-- To do --
[1] Please list every person other than Caporael named in the profile of Linnda R. Caporael below.
[2] Answer these from the profile of Linnda R. Caporael below:
(a) In what field and at which university did Caporael receive her PhD?
(b) In which issue of Science did she first put forward her ergotism hypothesis?
(c) In what year did Mary Matossian defend that hypothesis?

-- Source extract --
== Segment start ==

= Linnda R. Caporael =

Professor

Linnda Caporael is a professor at the Science and Technology Studies Department at Rensselaer Polytechnic Institute.

==Educational background==
Linnda R. Caporael is a professor at Rensselaer Polytechnic Institute in the department of Technical Studies and Science. She received her PhD in Psychology at the University of California, Santa Barbara, and she also studied human ethology at the Institute of Child Development at the University of London. She is a Fulbright-Hayes Scholar and a visiting scientist in the Dept. of Invertebrate Paleontology and in the Dept. of Anthropology at the American Museum of Natural History. She researches culture from a biological perspective and biology from a cultural perspective.

==Hypothesis of ergotism and the Salem witch trials==
In the April 2, 1976, weekly issue of Science magazine, Caporael debuted a hypothesis that the accusations of witchcraft in Salem, Massachusetts, in 1692 could have been caused by ergotism. A fungus that grows on grains of rye, ergot contains a toxin which resembles LSD, and which can remain toxic in bread baked with flour tainted by it. Her evidence to support this theory includes historic weather reports and other growing conditions that foster the growth of this fungus, and the reported symptoms of several accusers, including hallucinations and crawling sensations in skin, which appear to match symptoms of ergot poisoning. Within days of the article's publication, historian Stephen Nissenbaum, co-author of Salem Possessed, publicly disputed the notion, saying that it "appears unlikely to me that this would not happen in any other year, in any other household and in any other village." In the December 24, 1976, issue of Science, psychologists Nicholas P. Spanos and Jack Gottlieb published a complete review of all the evidence, historical and medical, and concluded that the data did not support Caporael's hypothesis. In 1982, historian Mary Matossian defended Caporael by restating that the weather conditions were prime for growing ergot and that the symptoms of ergot matched the symptoms of the victims. A year later, Nicholas Spanos challenged Matossian's defense of Caporael, defending his original rebuttal, stating that her argument was "irrelevant to the ergot hypothesis, incorrect, and presented in a highly misleading manner."

== Segment end ==

-- Records held in a dataset --
== Segment start ==

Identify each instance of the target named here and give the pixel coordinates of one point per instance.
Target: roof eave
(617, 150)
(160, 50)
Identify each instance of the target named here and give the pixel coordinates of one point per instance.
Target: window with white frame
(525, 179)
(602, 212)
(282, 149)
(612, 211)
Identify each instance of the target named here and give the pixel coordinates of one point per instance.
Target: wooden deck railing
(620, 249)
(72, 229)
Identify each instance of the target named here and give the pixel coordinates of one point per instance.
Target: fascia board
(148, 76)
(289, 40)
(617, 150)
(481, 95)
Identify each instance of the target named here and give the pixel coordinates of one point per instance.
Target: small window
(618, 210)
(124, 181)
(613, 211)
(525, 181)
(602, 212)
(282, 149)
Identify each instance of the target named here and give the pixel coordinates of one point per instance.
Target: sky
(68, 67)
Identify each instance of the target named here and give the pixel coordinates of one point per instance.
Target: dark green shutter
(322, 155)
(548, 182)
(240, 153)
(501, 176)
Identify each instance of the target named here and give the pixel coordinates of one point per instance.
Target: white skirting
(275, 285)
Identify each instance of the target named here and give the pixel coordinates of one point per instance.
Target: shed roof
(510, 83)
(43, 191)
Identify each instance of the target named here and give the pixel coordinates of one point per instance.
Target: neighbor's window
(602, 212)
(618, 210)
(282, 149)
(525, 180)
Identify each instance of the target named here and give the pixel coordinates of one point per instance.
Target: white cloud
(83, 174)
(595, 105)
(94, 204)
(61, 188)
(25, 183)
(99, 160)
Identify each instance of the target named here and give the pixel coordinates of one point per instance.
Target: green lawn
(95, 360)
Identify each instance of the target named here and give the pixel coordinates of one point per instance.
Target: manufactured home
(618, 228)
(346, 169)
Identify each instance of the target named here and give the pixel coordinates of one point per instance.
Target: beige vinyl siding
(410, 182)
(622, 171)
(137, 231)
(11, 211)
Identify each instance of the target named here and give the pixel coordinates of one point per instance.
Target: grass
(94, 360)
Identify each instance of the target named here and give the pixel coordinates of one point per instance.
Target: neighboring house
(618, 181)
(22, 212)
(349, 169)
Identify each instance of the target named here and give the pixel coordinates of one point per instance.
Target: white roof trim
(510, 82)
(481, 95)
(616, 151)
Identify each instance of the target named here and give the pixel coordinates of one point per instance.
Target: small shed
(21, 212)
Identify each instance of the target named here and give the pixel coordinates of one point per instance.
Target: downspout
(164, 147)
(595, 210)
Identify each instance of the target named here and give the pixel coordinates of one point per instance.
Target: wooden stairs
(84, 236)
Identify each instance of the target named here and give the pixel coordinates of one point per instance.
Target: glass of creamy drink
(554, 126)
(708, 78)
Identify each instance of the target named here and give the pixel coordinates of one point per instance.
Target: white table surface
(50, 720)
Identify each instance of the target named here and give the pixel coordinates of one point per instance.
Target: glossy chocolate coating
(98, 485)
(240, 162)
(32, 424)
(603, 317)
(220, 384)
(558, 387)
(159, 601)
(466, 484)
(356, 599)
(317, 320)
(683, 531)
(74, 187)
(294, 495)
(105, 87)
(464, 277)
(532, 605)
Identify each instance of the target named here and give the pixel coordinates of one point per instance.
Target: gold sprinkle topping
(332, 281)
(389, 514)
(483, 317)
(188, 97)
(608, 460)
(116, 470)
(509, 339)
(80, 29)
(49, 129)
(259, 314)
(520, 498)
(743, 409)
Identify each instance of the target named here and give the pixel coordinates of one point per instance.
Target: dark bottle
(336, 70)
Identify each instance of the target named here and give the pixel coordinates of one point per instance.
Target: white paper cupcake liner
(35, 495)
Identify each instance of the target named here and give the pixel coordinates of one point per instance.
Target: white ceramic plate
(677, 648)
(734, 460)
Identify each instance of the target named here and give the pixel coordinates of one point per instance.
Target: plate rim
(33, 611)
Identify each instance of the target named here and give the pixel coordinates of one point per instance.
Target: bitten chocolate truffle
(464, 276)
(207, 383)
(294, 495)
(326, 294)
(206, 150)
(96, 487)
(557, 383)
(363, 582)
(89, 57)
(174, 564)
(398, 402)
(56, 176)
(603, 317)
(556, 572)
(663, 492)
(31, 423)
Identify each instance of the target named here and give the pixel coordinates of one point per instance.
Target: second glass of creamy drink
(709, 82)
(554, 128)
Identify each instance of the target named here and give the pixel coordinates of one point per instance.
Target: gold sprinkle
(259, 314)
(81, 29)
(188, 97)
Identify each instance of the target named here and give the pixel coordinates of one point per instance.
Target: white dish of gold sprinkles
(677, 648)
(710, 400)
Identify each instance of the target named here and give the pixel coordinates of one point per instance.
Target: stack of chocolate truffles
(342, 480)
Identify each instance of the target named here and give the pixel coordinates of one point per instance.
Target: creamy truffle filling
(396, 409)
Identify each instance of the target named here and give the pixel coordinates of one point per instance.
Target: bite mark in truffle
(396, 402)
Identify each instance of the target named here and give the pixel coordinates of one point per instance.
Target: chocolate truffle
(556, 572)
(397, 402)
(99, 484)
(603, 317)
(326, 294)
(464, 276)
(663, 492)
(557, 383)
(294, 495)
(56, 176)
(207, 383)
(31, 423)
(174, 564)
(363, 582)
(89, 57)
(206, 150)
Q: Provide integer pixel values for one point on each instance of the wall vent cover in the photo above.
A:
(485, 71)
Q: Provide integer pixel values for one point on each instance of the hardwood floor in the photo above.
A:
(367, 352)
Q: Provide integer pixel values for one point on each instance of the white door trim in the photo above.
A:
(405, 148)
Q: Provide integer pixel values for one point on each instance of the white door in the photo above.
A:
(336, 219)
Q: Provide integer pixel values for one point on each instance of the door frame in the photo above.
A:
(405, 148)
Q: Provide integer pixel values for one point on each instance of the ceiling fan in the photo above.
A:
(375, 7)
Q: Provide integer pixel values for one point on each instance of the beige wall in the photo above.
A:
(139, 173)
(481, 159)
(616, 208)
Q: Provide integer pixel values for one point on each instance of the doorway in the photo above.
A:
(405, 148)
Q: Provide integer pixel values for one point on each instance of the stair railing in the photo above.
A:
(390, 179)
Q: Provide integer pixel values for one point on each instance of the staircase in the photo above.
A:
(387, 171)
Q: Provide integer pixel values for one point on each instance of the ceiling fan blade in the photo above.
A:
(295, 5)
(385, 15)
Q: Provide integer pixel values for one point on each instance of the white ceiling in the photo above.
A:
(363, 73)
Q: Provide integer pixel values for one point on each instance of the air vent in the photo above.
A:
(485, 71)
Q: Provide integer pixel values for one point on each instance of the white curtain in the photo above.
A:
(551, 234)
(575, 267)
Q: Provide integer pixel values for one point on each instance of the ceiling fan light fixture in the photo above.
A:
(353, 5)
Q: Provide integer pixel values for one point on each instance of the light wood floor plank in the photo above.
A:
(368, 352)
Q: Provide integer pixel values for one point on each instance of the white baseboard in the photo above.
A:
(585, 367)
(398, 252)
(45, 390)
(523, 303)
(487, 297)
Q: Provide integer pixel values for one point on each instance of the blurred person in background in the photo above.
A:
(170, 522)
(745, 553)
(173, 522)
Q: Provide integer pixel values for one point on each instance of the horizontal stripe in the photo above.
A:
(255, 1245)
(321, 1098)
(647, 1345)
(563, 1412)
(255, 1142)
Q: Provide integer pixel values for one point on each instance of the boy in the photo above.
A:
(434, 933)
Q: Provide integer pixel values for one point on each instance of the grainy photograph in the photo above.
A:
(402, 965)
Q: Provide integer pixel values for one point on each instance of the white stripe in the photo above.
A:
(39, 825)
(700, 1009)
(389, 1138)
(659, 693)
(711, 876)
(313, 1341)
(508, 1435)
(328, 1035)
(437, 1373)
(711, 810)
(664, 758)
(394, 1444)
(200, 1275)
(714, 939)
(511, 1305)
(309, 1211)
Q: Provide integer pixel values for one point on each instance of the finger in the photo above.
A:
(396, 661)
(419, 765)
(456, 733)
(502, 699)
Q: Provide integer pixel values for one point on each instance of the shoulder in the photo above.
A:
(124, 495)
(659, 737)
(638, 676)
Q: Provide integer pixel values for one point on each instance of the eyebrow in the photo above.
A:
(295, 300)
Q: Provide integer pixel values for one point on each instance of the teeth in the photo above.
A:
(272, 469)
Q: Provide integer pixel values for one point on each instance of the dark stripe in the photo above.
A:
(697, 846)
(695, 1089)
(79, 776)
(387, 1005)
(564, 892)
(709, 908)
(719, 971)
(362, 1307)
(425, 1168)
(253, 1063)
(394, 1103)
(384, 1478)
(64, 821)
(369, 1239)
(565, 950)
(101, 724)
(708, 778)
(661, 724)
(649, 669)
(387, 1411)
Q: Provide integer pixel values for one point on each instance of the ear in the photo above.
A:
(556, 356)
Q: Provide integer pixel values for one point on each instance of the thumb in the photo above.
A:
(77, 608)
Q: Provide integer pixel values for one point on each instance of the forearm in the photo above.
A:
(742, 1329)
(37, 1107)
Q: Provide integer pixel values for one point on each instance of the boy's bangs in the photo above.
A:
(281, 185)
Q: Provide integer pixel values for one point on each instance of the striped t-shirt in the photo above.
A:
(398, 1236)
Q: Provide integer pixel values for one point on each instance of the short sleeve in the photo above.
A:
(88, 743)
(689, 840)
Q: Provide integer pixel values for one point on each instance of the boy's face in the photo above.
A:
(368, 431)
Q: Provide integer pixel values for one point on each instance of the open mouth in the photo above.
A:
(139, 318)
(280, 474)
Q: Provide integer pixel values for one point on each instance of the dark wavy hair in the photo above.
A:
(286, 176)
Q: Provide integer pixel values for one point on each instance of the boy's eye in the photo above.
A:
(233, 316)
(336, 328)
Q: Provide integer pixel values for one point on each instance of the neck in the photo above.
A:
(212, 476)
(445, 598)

== Segment end ==

-- Answers below --
[1] Stephen Nissenbaum, Nicholas P. Spanos, Jack Gottlieb, Mary Matossian

[2]
(a) Psychology, at the University of California, Santa Barbara
(b) The April 2, 1976, weekly issue
(c) 1982